• _AIM 1_: In the blog post about an ASB week in DC, which museum does the writer call the most impressive one visited recently?

• _DOCUMENT_:
***

March 07, 2011
Reflecting on my ASB experience – II. Beyond Work and What I’ve Learned
I thought I would not have this much excitement other than working at LOC, since I have been to DC a couple times – twice as a tourists and another three-month stay as an intern. Well I was wrong.
For touring around DC, I didn’t go to the usual site-seeing this time (the Mall area, Capitol Hill, the White House, etc.), since I’ve been to those places a couple times. Instead, I spent one day at Georgetown – shopping, visiting the Georgetown University, and taking a walk down the Potomac River. The weather was gorgeous – esp. after what we’d been through in Ann Arbor. I also went to the Newseum (big thanks to Rob for giving us free tickets!) on a weekday morning (and of course, made up my hours later). It turned out to be the most impressive museum I’ve visited recently. I guess visiting the museum satisfied my hunger of both newspapers and major historical events. I will recommend this to anyone!
Dinning was more than I had expected too! Chinatown was just several blocks away from our hotel. The noodle place we discovered was just great – we went there twice and got completely stuffed each time~ Lunch at LOC’s café was also pleasant, and we got the 20% discount as LOS “employee” LOL
To save the best thing to the last – I really had a great time being with my fellow classmates, both on personal and professional levels. Evan is probably a better HCI student than me so he almost took the lead in our work, and I really appreciate his diligence and work ethic. I became good friends with Ruidi, Xiaoxi, Tiantian, Liuliu, and so on. Despite of the fact that we already knew each other, going to ASB together just offered so much more time to get to know each other. Next time if you want to be friend with someone, get them to go to ASB with you :)
Speaking of what I’ve learned, working at LOC was not exactly what I had envisioned. The fact that they wanted us to expand the website content on digital preservation was a surprise at the beginning, but it started to make more sense to me. People you work for sometimes don’t care what title you have or what you claim to be good at, they only care to make their stuff better – if this involve knowledge and actions beyond what you have prepared for, then acknowledge it and improvise. I wasn’t a digital preservation specialist at all but improving such content became an important aspect of my job. This also reminds me of the argument of defining information architecture and its relation to user experience design. One voice is similar – who cares how you define your title, just get yourself out there and get the job done.
Reflecting on my ASB experience – I. Working at the Library of Congress
One of my fellow ASB-ers just updated his Facebook status to “ASB was way more than a blast! Don’t want to go back to school now.” Well, as you can probably guess, I couldn’t agree with him more. My ASB experience is not just about working at Library of Congress (although a big part), but also how I spent a fantastic week in DC.
Working at the Library of Congress (LOC).

***

• _PROVIDED INFORMATION_:

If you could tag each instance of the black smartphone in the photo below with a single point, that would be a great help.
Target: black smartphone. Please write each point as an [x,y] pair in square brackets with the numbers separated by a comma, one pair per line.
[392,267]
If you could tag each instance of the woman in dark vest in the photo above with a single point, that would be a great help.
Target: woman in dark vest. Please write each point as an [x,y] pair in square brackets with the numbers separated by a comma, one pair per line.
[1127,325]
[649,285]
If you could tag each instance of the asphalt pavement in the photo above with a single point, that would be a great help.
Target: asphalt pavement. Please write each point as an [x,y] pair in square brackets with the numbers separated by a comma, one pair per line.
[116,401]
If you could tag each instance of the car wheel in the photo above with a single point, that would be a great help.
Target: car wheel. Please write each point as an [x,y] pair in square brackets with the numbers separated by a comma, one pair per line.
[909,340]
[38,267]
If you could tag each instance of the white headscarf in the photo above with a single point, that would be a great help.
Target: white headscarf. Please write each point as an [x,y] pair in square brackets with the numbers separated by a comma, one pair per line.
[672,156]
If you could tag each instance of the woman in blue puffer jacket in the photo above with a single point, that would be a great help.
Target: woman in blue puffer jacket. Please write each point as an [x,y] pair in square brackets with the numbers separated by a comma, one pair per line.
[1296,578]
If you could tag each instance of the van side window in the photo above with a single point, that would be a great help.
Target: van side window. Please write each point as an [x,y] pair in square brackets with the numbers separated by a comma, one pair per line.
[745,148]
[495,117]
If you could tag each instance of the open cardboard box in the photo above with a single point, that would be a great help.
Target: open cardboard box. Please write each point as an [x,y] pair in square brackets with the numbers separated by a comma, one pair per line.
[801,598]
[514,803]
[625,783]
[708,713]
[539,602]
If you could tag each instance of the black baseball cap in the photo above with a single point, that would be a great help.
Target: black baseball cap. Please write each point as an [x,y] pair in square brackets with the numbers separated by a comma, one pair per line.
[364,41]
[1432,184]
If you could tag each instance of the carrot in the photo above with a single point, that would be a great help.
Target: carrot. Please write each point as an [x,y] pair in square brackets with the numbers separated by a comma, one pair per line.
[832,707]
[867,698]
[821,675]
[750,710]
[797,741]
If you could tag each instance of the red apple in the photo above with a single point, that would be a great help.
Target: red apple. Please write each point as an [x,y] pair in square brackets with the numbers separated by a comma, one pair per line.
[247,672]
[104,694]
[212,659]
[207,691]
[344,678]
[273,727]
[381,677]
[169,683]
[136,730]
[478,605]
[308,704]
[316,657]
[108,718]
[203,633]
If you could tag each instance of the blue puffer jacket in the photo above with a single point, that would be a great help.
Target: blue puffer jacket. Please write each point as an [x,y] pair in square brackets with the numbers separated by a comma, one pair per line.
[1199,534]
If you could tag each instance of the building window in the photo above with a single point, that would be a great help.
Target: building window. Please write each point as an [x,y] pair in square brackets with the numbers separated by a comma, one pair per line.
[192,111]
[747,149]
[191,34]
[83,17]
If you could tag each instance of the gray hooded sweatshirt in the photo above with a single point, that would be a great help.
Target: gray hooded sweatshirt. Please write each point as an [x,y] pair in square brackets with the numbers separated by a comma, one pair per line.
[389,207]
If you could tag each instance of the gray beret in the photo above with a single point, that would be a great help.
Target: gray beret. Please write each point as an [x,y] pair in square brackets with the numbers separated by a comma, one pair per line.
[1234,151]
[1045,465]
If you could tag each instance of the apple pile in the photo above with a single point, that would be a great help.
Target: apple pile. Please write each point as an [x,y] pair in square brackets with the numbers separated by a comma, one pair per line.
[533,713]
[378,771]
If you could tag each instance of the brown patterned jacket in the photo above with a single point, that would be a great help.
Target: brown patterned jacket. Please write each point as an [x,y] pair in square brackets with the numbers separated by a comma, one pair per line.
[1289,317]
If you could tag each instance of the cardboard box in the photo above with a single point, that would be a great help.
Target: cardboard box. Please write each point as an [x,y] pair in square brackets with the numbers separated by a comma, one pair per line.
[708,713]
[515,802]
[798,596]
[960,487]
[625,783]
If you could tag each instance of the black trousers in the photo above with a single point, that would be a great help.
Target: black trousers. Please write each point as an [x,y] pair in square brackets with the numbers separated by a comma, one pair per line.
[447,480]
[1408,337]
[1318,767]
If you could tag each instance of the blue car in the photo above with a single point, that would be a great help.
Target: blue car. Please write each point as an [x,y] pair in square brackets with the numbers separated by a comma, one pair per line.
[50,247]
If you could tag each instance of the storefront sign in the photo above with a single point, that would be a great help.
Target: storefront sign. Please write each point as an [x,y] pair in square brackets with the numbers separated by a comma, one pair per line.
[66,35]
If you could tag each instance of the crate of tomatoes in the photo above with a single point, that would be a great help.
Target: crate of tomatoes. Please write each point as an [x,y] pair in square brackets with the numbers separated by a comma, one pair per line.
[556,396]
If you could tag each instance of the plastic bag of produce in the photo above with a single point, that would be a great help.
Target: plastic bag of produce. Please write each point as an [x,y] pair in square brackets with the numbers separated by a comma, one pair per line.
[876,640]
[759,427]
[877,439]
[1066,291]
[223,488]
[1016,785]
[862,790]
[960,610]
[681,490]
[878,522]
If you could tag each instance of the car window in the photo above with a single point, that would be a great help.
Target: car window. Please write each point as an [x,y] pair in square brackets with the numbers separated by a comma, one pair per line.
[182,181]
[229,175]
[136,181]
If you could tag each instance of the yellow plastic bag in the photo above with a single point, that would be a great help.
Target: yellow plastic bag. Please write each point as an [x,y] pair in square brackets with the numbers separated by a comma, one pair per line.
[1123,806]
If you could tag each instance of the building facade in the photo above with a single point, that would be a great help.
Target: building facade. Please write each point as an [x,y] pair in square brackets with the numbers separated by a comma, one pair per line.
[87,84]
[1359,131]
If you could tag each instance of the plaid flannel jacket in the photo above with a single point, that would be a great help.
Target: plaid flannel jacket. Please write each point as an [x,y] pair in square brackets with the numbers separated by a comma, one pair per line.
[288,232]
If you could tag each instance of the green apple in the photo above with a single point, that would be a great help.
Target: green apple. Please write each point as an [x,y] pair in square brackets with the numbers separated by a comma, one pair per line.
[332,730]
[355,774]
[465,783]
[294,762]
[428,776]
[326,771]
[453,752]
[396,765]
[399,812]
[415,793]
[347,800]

***

• _AIM 2_: Copy the records verbatim from the line containing "If you could tag each instance of the plastic" through the last line of the records, including both ends.

• _EXERCISE OUTPUT 1_: The Newseum

• _EXERCISE OUTPUT 2_:
If you could tag each instance of the plastic bag of produce in the photo above with a single point, that would be a great help.
Target: plastic bag of produce. Please write each point as an [x,y] pair in square brackets with the numbers separated by a comma, one pair per line.
[876,640]
[759,427]
[877,439]
[1066,291]
[223,488]
[1016,785]
[862,790]
[960,610]
[681,490]
[878,522]
If you could tag each instance of the car window in the photo above with a single point, that would be a great help.
Target: car window. Please write each point as an [x,y] pair in square brackets with the numbers separated by a comma, one pair per line.
[182,181]
[229,175]
[136,181]
If you could tag each instance of the yellow plastic bag in the photo above with a single point, that would be a great help.
Target: yellow plastic bag. Please write each point as an [x,y] pair in square brackets with the numbers separated by a comma, one pair per line.
[1123,806]
If you could tag each instance of the building facade in the photo above with a single point, that would be a great help.
Target: building facade. Please write each point as an [x,y] pair in square brackets with the numbers separated by a comma, one pair per line.
[87,84]
[1359,131]
If you could tag each instance of the plaid flannel jacket in the photo above with a single point, that would be a great help.
Target: plaid flannel jacket. Please write each point as an [x,y] pair in square brackets with the numbers separated by a comma, one pair per line.
[288,232]
If you could tag each instance of the green apple in the photo above with a single point, that would be a great help.
Target: green apple. Please write each point as an [x,y] pair in square brackets with the numbers separated by a comma, one pair per line.
[332,730]
[355,774]
[465,783]
[294,762]
[428,776]
[326,771]
[453,752]
[396,765]
[399,812]
[415,793]
[347,800]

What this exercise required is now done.